Information supplied -
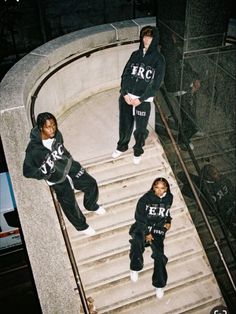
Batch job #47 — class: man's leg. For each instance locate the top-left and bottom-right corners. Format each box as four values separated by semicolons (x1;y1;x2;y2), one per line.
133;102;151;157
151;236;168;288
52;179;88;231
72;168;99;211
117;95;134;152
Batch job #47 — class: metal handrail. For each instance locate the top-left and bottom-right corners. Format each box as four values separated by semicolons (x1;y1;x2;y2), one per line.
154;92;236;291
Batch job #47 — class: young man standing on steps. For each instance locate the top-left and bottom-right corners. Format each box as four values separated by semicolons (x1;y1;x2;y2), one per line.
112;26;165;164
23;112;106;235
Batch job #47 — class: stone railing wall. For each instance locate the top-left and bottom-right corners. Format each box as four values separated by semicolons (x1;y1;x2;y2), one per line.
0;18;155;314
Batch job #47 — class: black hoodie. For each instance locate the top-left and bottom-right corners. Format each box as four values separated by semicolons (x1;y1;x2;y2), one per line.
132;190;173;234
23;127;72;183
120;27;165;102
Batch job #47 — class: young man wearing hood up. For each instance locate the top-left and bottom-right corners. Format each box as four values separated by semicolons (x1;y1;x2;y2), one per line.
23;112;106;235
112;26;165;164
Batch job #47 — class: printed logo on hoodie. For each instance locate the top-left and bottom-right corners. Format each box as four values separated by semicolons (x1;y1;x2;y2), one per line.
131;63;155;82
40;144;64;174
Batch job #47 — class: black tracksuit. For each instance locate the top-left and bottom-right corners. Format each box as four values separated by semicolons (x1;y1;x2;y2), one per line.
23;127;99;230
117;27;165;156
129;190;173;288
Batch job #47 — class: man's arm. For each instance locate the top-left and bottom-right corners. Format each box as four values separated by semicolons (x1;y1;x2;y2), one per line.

* * *

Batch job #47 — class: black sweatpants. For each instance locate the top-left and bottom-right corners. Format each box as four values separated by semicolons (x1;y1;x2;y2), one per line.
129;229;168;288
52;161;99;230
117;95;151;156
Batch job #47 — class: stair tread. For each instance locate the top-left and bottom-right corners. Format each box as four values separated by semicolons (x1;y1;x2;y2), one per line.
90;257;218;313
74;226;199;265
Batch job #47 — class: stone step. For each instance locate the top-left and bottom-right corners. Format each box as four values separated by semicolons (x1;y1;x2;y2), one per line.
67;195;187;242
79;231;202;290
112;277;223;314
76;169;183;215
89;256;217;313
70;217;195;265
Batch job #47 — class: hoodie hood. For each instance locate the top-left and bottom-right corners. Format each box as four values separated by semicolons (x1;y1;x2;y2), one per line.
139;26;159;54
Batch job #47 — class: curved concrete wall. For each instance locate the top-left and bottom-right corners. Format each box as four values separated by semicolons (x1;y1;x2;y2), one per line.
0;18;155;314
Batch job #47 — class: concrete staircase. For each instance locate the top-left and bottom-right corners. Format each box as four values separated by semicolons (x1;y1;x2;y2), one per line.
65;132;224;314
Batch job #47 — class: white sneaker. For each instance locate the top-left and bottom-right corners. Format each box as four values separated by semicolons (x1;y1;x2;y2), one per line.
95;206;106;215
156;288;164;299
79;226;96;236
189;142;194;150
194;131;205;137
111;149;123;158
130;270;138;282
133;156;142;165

...

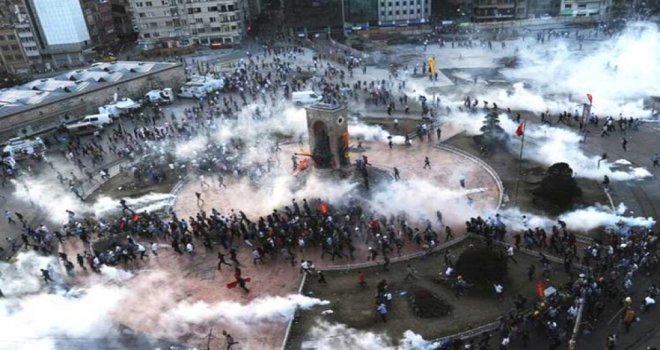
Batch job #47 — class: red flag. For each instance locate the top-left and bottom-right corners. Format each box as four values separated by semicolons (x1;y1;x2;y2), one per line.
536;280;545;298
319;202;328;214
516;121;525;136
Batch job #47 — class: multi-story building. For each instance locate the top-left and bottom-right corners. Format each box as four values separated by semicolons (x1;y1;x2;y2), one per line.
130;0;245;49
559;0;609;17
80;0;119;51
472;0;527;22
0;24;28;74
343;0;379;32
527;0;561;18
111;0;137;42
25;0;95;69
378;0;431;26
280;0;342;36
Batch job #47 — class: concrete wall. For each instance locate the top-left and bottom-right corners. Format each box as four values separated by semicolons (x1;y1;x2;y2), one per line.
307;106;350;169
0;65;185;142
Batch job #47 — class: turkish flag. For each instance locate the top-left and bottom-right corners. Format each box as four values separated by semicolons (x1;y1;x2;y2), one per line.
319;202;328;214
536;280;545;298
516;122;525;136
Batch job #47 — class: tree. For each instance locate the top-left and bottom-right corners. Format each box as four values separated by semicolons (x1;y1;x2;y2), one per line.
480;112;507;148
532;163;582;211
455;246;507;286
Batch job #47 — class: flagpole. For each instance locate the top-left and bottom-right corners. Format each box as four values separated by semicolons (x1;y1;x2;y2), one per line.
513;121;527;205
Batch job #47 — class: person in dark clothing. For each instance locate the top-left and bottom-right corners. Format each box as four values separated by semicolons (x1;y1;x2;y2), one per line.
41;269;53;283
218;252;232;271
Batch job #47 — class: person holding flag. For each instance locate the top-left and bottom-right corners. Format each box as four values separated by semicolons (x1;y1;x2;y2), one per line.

Your goal -
Rewrite the part of the lines above that opens with the line containing "Batch job #47 — class: multi-story" and closes with the line containing "Batch job #47 — class: person holding", replacing "instance" with "object" and leaving everything else unchanged.

Exercise answer -
Batch job #47 — class: multi-story building. For each object locate the top-left and bottom-right corners. Format each box as four values separated by semicolons (x1;y1;x2;y2), one per line.
130;0;245;49
559;0;609;17
80;0;119;51
472;0;527;22
0;24;28;74
343;0;379;32
527;0;561;18
111;0;137;42
25;0;95;69
378;0;431;26
280;0;342;36
Batch job #47 — class: concrete wall. For each object locate the top-left and bottom-right corners. Format each box as four values separated by semicolons (x1;y1;x2;y2), one per line.
307;106;350;169
0;65;185;142
Batch job #47 — class: turkish flag. For each object locate the top-left and bottom-right corners. Format each box as four values separated by semicolons (x1;y1;x2;y2), one per line.
319;202;328;214
536;280;545;298
516;122;525;136
Batch job #47 — class: tree. For each object locate the top-left and bottom-right corners. Format each box as four values separated by semicolons (x1;y1;x2;y2), one per line.
480;112;507;148
532;163;582;211
455;246;507;286
Batch job #47 — class: flagpole. For each object locate the top-left and bottom-right corners. Format each box as four values separated by semicolons (x1;y1;x2;y2), one per line.
513;121;527;205
Batch job #47 — class: person in dark clothing. For each object locate the top-left and bottom-right corners. Format each box as four values separated by semicolons (x1;y1;x2;y2), one per line.
41;269;53;283
218;252;232;271
Batch job #47 — class: person holding flag. For each object locate the top-left and bottom-right corners. Format each box as four values separated by semicolons (x1;y1;x2;y2), one per line.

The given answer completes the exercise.